— Begin RECORDS PROVIDED —

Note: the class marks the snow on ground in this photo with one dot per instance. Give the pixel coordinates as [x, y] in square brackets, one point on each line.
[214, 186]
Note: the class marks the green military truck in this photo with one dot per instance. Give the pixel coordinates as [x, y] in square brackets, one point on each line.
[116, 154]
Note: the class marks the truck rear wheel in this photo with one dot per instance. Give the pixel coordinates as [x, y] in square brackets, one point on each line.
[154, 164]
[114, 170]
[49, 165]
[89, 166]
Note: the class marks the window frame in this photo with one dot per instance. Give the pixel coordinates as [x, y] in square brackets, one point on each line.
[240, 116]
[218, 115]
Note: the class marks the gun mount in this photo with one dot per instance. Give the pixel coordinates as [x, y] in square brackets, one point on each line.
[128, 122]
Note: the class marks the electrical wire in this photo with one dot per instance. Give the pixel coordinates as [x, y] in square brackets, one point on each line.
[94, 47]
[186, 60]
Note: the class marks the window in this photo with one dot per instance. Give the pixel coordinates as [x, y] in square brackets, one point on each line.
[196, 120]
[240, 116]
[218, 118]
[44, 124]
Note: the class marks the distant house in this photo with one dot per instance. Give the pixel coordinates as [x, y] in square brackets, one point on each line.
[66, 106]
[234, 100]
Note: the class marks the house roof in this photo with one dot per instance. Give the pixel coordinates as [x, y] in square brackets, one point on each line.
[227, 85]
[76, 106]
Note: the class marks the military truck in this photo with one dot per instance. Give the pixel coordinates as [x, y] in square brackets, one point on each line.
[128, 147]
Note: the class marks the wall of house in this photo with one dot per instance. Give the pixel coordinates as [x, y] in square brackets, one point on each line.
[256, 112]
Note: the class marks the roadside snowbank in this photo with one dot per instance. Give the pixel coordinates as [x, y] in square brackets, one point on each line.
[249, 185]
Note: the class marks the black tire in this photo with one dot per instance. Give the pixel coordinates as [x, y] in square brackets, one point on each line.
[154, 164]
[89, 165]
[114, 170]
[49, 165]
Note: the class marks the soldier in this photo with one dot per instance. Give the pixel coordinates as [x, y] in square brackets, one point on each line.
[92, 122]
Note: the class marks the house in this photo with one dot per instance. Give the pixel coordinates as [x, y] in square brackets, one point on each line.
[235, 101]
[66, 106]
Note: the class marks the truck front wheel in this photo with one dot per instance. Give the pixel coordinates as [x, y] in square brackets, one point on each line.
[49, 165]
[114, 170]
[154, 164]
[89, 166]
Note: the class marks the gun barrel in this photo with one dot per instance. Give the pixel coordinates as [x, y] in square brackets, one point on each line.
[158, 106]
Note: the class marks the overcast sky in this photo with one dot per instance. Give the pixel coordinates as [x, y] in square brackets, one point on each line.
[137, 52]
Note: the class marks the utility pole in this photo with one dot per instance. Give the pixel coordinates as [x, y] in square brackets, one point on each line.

— End RECORDS PROVIDED —

=== TO DO ===
Reproduce all of the material above with "one dot per instance" changed to "a single dot per instance" wherever it occurs, leaving everything else unchanged.

=== FINISHED TASK ===
Note: the class marks the snow on ground in this photo with a single dot per instance. Give the pixel coordinates as [x, y] in square brackets, one point on each line.
[214, 186]
Note: the class marks the green military truck in this photo with a single dot per instance. Give the pixel coordinates as [x, y] in square brackets, one point on each line.
[116, 154]
Note: the class marks the truck rear wheel in this photo with a single dot per instance. Give the pixel coordinates as [x, y] in square brackets, one point on each line.
[154, 164]
[114, 170]
[49, 165]
[89, 166]
Note: the class marks the window frame in this photo with a single dot per instance. Give the pixel coordinates as [x, y] in square brackets, one point on each line.
[240, 116]
[218, 115]
Note: the class marks the gun mount in this photo with a single dot per instance. Give the pixel coordinates as [x, y] in square brackets, one point on each line.
[128, 122]
Note: the class marks the electrical wire in this photo with a single dot per instance. Give the pixel coordinates as [x, y] in square brackets, one point on each line.
[94, 47]
[186, 60]
Note: the class marks the window in this photo with a single dot per instance. Give the pixel coordinates as [x, y] in square brackets, one point on each line.
[196, 120]
[240, 116]
[218, 118]
[44, 124]
Note: the class marks the distant house in this photo with a single dot per instance. Give the pixel coordinates as [x, y] in square brackets, one point on each line.
[66, 106]
[234, 100]
Note: the class marks the house roof in this photo with a single dot per instance. Give the pixel coordinates as [x, y] in square brackets, one point on each line.
[227, 85]
[76, 106]
Note: the class marks the military truck in this photo with a single dot per instance. Give the pixel coordinates as [x, y] in square brackets, one point on each line.
[128, 147]
Note: the class marks the wall of house in this photo with a single dot per instance. Give the pixel coordinates as [x, y] in square brackets, one point on each line.
[256, 112]
Note: the class marks the roadside snowbank in this photo with a single dot per instance. Give the pixel coordinates as [x, y] in square brackets, one point on each line.
[249, 185]
Note: the class marks the black tire in this photo with a single dot per instance. Give the pixel coordinates as [x, y] in square brackets, one point on each line.
[154, 164]
[89, 165]
[114, 170]
[49, 165]
Note: the class marks the soldier in this photo with a single dot per instance. Give the pixel coordinates as [x, y] in square brackets, one point on each line.
[92, 122]
Note: the class marks the house in this photo with a single dot per instance. Give the pixel coordinates as [x, y] in square brackets, one point on each line.
[235, 101]
[66, 106]
Note: the class marks the truck front wheel in this photo with a single dot per instance. Give the pixel coordinates as [x, y] in square brackets, one point on each line.
[49, 165]
[114, 170]
[154, 164]
[89, 166]
Note: the class marks the gun barrel in this photo with a single dot per instance. Give the pixel coordinates as [x, y] in square brackets, one point on each line.
[158, 106]
Note: the class marks the overcast sky in this photo with a single dot per instance. Give the pixel coordinates as [x, y] in square brackets, one point on each line.
[137, 52]
Note: the class marks the utility pole in this photo with a single dot per instance. Give the pixel coordinates as [x, y] in square brackets, one point on each line.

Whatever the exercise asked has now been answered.